Excerpt =

◆ ◆ ◆ ◆ ◆

We already know parsers are used to implement parsing, but what is the definition of a parser? It is described as a software component meant to take input text data and provide a structural representation of the data after validation for correct syntax using formal grammar. 

 

It also creates a data structure, which is often in the form of a parse tree, an abstract syntax tree, or another hierarchical structure. After searching over the space of a variety of trees, it attempts to identify an ideal tree for a certain text.

 

What are the types of Parsing?

 

Generally, there are two types of Parsing: Top-down parsing and Bottom-up parsing.

 

In top-down parsing, the parser builds the parse tree from the start symbol and then attempts to convert the start symbol to the input. The recursive technique is used to process the input in the most popular type of top-down parsing, but it has one major drawback: backtracking. 

 

Whereas, In bottom-up parsing, the parser begins with the input symbol and works its way up to the start symbol, attempting to create the parser tree. Now, these types of parsings are used by different parsers. 

 

(Also read: Applications of NLP)

 

What are the different types of Parsers?

 

The following are the types of parsers that are available:

 

  1. Recursive Descent Parser:

 

It is a to-the-point parser used frequently during parsing. It follows a top-down process where it checks if the syntax of the input is correct or not, by scanning the text from left to right.

◆ ◆ ◆ ◆ ◆

Stated task a =
In the excerpt on parsing, what is the major drawback of the most popular type of top-down parsing?

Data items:
◆ ◆ ◆ ◆ ◆

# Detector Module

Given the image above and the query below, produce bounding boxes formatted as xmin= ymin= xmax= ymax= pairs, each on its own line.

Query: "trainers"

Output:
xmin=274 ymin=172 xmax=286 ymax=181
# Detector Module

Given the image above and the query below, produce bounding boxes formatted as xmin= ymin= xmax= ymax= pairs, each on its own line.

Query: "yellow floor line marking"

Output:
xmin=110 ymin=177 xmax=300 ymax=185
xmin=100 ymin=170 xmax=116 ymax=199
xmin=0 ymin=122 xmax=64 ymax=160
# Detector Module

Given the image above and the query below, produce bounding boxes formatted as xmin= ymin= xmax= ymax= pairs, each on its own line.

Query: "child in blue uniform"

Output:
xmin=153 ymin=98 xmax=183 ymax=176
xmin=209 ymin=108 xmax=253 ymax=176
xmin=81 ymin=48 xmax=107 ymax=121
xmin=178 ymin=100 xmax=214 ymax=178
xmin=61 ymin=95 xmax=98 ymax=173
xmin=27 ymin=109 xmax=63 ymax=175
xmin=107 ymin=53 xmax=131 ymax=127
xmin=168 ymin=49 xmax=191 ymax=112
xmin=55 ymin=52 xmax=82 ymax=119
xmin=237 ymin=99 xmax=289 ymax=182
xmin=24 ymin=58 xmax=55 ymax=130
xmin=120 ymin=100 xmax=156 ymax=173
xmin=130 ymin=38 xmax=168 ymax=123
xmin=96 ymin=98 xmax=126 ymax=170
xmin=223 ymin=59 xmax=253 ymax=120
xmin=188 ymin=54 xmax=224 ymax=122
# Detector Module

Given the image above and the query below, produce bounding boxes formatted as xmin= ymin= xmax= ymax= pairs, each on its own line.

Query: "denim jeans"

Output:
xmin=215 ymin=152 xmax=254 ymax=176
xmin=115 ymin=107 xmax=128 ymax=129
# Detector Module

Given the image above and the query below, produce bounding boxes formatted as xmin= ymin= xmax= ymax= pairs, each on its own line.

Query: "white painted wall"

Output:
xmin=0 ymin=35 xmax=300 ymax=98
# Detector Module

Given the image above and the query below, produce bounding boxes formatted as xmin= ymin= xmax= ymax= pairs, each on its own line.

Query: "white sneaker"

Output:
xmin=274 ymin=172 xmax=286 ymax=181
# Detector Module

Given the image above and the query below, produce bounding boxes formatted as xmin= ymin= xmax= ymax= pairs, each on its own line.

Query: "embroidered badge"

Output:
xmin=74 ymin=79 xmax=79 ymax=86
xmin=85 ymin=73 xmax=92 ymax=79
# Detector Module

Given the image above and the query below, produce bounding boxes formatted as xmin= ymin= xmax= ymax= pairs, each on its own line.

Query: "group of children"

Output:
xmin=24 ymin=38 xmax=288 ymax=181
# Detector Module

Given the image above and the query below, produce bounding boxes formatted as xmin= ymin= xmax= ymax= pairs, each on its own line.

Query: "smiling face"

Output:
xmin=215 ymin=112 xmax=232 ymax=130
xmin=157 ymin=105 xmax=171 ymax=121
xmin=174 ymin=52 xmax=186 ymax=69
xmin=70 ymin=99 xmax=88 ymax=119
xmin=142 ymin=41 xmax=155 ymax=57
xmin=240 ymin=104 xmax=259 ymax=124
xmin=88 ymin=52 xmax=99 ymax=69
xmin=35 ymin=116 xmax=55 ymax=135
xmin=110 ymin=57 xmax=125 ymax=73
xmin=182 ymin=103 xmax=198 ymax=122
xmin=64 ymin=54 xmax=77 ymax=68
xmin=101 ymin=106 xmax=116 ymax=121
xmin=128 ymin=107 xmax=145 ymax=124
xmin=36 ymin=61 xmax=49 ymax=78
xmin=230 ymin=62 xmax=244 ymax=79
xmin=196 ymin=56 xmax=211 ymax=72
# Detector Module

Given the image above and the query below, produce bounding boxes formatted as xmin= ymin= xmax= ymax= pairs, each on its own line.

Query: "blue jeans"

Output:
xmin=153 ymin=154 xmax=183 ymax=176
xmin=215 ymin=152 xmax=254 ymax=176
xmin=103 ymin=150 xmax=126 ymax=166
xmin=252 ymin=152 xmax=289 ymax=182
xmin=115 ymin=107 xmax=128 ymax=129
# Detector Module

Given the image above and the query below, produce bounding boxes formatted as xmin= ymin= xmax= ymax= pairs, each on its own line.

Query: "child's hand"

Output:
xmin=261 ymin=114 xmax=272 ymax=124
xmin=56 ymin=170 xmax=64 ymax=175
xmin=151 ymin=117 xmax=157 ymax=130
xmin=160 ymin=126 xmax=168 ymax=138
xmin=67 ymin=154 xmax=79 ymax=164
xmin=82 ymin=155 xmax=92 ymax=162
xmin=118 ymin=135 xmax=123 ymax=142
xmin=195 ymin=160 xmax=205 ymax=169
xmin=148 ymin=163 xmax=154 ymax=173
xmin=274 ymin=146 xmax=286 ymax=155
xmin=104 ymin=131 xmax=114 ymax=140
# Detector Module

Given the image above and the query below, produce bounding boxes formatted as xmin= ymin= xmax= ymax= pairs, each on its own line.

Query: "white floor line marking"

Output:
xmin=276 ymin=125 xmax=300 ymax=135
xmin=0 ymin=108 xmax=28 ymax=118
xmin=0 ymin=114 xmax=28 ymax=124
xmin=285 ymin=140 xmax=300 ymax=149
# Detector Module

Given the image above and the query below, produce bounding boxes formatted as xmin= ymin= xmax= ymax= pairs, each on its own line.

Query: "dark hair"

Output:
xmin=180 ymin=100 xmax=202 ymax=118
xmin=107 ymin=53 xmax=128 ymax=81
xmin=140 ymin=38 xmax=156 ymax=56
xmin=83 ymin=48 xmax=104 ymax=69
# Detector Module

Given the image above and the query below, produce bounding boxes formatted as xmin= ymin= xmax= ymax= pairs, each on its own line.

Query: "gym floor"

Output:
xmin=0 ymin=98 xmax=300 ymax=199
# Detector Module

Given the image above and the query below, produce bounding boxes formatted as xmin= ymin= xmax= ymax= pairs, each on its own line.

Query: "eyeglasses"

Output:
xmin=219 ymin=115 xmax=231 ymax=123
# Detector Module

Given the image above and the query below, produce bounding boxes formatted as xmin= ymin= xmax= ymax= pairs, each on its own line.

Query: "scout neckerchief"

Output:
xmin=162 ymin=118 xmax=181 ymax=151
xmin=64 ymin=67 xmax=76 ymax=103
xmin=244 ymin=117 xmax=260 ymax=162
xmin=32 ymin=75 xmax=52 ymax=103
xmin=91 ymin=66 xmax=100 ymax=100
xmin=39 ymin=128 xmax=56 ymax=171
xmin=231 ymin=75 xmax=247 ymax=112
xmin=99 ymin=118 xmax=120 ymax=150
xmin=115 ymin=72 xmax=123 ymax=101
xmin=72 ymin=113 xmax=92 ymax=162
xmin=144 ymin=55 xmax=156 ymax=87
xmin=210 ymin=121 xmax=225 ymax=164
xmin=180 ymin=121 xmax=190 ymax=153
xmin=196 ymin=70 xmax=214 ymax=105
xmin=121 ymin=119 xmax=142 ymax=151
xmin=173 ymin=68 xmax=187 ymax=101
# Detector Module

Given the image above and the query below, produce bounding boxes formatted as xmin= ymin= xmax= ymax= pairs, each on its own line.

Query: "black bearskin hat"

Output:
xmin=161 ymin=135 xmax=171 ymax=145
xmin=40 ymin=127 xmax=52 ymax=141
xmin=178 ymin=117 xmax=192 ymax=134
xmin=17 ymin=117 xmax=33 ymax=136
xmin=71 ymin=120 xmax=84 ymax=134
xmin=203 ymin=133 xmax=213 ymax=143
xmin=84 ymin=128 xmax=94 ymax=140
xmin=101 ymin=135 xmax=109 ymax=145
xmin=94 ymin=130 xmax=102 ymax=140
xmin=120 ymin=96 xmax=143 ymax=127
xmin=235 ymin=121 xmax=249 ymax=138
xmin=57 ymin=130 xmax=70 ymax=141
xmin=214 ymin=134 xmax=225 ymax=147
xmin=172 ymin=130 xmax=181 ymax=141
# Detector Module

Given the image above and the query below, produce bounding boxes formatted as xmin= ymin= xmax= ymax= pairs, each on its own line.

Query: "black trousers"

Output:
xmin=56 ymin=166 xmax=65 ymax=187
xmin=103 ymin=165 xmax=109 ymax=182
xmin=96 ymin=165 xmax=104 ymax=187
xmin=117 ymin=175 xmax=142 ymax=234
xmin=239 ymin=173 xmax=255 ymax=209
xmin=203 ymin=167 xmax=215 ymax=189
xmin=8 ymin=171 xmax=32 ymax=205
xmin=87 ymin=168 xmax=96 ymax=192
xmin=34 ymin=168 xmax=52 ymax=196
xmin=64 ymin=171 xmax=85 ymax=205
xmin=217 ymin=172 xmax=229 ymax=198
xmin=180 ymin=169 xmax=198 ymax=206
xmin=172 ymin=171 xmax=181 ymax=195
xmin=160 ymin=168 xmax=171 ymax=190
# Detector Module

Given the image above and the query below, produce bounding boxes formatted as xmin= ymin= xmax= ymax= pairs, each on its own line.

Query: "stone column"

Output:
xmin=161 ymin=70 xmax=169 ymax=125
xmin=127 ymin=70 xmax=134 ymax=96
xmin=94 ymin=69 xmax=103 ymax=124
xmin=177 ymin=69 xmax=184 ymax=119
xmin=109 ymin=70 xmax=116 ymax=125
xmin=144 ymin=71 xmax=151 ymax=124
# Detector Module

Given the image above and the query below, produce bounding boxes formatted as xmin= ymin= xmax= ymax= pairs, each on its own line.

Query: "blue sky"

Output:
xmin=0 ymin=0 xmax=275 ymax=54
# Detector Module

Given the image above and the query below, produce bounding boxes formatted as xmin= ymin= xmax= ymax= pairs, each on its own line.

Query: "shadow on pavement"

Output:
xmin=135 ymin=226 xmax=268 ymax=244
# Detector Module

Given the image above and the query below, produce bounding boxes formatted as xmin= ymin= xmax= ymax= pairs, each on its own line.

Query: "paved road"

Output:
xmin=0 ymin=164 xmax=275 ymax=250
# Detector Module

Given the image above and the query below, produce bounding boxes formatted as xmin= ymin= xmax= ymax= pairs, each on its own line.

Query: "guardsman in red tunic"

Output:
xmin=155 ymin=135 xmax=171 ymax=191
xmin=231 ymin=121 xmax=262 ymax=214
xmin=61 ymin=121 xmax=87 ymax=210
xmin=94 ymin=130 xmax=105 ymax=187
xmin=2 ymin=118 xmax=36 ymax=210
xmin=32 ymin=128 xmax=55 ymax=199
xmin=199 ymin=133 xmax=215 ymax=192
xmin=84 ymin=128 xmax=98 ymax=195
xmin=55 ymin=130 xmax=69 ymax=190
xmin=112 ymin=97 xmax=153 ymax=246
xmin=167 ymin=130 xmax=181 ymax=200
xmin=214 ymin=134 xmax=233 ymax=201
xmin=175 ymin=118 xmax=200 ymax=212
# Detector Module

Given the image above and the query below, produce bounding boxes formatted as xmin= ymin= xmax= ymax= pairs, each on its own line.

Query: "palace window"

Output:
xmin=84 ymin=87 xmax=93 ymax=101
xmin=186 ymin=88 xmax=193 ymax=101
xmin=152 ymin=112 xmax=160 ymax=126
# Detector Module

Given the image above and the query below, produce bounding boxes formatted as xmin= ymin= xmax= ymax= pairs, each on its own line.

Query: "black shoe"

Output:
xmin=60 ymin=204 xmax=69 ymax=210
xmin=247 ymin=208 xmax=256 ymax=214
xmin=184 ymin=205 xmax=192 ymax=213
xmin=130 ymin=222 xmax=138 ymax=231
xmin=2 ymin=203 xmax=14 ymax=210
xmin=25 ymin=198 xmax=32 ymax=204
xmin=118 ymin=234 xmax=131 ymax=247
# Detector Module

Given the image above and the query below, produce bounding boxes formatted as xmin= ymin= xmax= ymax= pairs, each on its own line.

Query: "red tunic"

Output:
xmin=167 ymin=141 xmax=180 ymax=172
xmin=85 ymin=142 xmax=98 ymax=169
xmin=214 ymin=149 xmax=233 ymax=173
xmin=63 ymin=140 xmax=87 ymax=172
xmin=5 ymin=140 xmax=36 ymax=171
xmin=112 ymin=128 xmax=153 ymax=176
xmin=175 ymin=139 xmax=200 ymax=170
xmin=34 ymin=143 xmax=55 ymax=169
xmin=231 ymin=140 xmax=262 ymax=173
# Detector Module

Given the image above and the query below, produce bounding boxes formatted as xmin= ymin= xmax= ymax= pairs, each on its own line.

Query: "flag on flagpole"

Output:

◆ ◆ ◆ ◆ ◆

Stated task b =
From the entries above, pull out each line that contains the word "tunic".

Written response a =
Backtracking.

Written response b =
Query: "guardsman in red tunic"
Query: "red tunic"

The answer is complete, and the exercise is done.